Problem to solve: Lay out the data as a numbered list, beginning at its first line and stopping after the line that contains "--svg-fill-rule evenodd". Leave out any blank lines.

Data provided:
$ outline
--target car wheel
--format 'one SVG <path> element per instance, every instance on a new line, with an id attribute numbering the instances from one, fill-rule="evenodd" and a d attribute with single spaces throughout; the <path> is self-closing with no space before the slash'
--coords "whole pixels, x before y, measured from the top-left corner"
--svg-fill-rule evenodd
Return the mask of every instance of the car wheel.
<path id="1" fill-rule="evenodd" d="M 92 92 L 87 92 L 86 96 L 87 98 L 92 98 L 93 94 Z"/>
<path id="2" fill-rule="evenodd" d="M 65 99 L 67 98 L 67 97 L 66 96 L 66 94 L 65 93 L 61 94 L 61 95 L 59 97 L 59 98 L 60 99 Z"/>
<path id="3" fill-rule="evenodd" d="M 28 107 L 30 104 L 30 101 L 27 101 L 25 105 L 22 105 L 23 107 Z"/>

Finished task:
1. $ outline
2. --target car wheel
3. --format 'one SVG <path> element per instance, every instance on a new line, with an id attribute numbering the instances from one, fill-rule="evenodd" and a d attribute with single spaces throughout; the <path> is self-closing with no space before the slash'
4. --coords "whole pixels, x before y, measured from the top-left corner"
5. --svg-fill-rule evenodd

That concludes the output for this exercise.